= Task objective =
What follows is a block of records; restate each one word for word.
┌──
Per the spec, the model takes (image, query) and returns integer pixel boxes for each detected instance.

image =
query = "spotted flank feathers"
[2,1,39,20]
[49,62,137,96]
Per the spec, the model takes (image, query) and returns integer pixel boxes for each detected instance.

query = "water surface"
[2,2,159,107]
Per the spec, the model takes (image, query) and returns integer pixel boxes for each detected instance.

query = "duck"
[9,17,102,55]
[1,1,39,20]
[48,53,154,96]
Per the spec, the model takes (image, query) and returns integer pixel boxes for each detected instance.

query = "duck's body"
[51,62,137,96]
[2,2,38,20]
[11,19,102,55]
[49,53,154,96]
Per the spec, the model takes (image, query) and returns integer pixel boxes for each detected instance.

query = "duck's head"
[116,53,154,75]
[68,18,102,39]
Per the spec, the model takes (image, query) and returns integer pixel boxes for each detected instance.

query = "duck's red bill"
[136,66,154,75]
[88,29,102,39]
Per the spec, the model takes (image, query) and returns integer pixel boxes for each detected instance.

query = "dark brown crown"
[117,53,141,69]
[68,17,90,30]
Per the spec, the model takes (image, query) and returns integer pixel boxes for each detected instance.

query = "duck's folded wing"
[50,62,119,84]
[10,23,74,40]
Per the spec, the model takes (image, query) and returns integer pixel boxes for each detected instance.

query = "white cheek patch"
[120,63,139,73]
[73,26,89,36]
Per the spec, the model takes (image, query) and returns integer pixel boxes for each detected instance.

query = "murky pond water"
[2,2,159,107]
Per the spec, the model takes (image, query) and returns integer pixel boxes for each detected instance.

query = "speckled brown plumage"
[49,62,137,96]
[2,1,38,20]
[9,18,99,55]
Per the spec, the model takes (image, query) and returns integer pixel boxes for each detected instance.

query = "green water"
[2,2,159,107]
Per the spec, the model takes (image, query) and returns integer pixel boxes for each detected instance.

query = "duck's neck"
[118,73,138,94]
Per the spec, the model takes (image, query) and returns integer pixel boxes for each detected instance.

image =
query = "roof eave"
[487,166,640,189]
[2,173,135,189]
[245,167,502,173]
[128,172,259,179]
└──
= Result of the task =
Per the spec, the model takes (image, query) and returns integer pixel boxes for each detected instance.

image =
query = "spotted flank feathers"
[2,1,39,20]
[49,62,137,96]
Per the spec, the model takes (image, query) and returns integer pixel boxes for each detected instance.

query = "water surface"
[2,2,159,107]
Per the spec, the model takes (image, query) and returns integer pixel boxes for each detected instance.

query = "duck"
[9,17,102,55]
[1,1,39,20]
[48,53,154,96]
Per the spec, the model takes (image, query) and returns integer pixel boxes for each detected instance.

query = "duck's body"
[51,62,137,96]
[2,2,38,20]
[11,19,102,55]
[49,53,154,96]
Per the spec, the model takes (image, query) and returns integer pixel boxes for each detected instance.

query = "duck's head"
[116,53,154,75]
[68,18,102,39]
Per the spec, the model takes (image, query) and returns integer pixel boxes for each detected instance.

query = "duck's red bill"
[136,66,154,75]
[88,29,102,39]
Per the spec, the model takes (image, query) and returns integer pixel boxes for each detected instance.

query = "dark brown crown"
[117,53,141,69]
[68,17,90,30]
Per the spec, the model takes (image, query) and returns integer pixel boxes for each detected instance.

query = "duck's folded wing"
[50,62,119,84]
[10,23,74,40]
Per the spec, the model takes (image, query) and returns integer pixel boxes for each detected instance.

query = "white cheek patch"
[120,63,139,73]
[73,26,89,36]
Per the spec, the model takes (image, query) and returns integer pixel boxes for each detected instance.

query = "murky pond water"
[2,2,159,107]
Per the spec, the model takes (image, query) and returns integer pixel boxes for each detected instance.

query = "speckled brown plumage"
[49,62,137,96]
[2,1,38,20]
[9,18,99,55]
Per the spec, the model takes (image, query) and returns integer pixel boxes for each detected instance.

query = "green water"
[2,2,159,107]
Per the spec, the model takes (image, query) and returns integer pixel boxes for each detected instance.

query = "duck's neck"
[118,73,138,94]
Per the spec, the model takes (image, query) and returns integer pixel boxes for each detected instance.

image =
query = "roof eave"
[487,166,640,189]
[2,173,135,189]
[245,167,502,173]
[128,172,259,179]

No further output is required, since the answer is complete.